Work to complete: Pull out every line below that contains the word "fish".

........

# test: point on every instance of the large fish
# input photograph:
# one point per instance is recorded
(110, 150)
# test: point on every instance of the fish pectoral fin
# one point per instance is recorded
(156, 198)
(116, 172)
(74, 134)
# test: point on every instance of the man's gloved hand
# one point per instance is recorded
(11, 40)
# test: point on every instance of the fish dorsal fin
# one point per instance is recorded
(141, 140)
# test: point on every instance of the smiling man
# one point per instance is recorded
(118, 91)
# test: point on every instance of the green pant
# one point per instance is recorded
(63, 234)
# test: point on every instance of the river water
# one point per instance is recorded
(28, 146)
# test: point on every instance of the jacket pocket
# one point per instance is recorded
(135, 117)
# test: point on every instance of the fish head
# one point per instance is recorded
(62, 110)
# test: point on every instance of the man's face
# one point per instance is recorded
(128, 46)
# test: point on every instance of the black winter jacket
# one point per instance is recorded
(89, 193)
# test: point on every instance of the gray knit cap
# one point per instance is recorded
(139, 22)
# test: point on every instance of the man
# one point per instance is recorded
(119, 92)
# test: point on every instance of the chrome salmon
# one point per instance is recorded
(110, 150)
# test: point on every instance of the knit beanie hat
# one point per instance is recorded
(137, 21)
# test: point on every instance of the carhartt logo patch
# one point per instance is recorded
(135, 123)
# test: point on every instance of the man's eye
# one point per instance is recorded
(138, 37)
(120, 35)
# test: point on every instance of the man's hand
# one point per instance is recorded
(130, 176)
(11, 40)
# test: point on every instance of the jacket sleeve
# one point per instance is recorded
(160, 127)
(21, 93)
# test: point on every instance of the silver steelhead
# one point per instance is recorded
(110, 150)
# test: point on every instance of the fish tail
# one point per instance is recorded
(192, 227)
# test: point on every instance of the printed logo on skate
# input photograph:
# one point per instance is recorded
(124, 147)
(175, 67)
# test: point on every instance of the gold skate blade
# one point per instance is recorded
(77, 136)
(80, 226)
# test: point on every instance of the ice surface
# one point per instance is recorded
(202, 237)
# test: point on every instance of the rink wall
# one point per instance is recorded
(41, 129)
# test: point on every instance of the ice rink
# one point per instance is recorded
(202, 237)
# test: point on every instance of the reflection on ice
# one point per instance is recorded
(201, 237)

........

Solution for this problem:
# test: point on every instance of the large fish
# test: point on every instance of the fish pectoral fin
# test: point on every instance of the fish dorsal fin
# test: point on every instance of the fish head
# test: point on every instance of the fish tail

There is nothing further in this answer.